* Begin Page extract *

# Lone Star Fruit Basket



## LeatherNeck (Feb 8, 2017)

A couple of days ago my early warning detection system sounded the alarm that I had incoming unknown bogies from the Lone Star State. It turns out that @TexaSmoke had set off the trip wires attempting to send me a "Get Well Soon" gift box. Some people like flowers, fruit baskets, and the like; as for me, cigars are my jam! Thank you Russ, this was both unexpected and well accepted brother. All are familiar to me accept the Castañeda. What's the story on that one?

*For those wondering; the black thing at the top of the photo is a guitar pick.*


----------



## TexaSmoke (Apr 13, 2018)

Glad it made it safely and hope your recovery is swift. The Castaneda was just something I got one day locally and got another in a PIF. Kept one, sent one. Still haven’t had a chance to try all the stuff I’ve been sent over the last month. 


Who can be against us?


----------



## Kidvegas (Oct 17, 2016)

Awesome gesture! 


Sent from Dino’s living room floor.....dogs got the couch!


----------



## Olecharlie (Oct 28, 2017)

* End Page extract *

§ **Prompt**:
Answer these questions about the cigar gift thread:
1. What is the black object at the top of the photo?
2. How did TexaSmoke come to have the Castaneda?
3. From where does Kidvegas say the post was sent?

* Begin Given data *

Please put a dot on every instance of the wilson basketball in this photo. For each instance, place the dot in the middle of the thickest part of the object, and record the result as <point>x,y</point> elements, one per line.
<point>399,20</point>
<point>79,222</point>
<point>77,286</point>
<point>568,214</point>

* End Given data *
* Begin Given data *

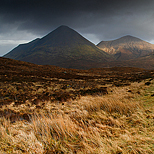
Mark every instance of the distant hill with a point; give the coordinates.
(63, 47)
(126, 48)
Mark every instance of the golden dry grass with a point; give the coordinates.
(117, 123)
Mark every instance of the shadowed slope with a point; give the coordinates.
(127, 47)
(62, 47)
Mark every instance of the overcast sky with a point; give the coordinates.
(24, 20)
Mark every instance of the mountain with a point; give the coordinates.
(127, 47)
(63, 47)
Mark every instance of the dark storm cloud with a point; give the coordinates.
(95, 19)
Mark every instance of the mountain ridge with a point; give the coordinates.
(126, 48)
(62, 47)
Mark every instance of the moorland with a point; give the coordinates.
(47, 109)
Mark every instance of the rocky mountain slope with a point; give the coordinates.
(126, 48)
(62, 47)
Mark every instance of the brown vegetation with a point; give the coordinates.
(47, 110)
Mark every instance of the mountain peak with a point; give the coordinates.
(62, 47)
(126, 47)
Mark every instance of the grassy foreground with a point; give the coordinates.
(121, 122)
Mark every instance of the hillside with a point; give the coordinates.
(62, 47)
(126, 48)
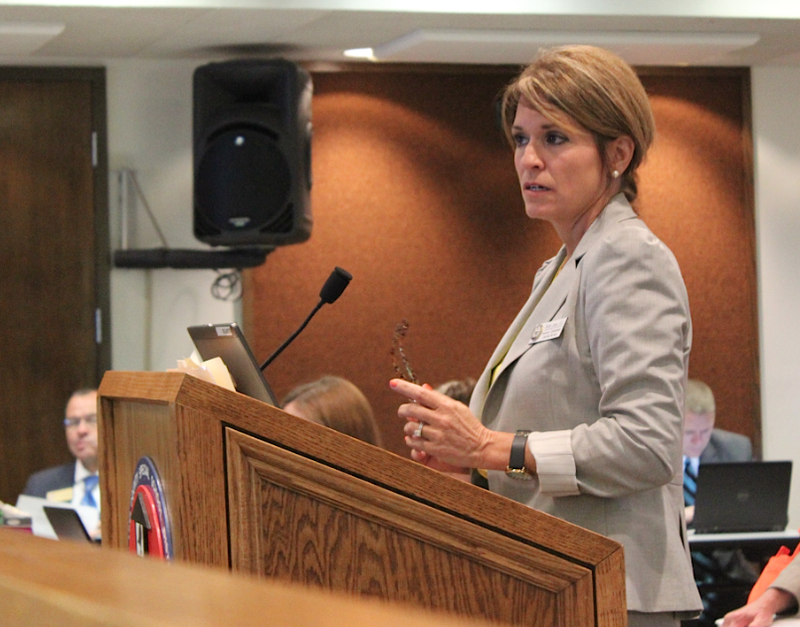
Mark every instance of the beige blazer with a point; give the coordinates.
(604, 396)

* End Given data *

§ **Finished answer**:
1. A guitar pick.
2. TexaSmoke got one locally and another in a PIF, then kept one and sent one.
3. From Dino's living room floor.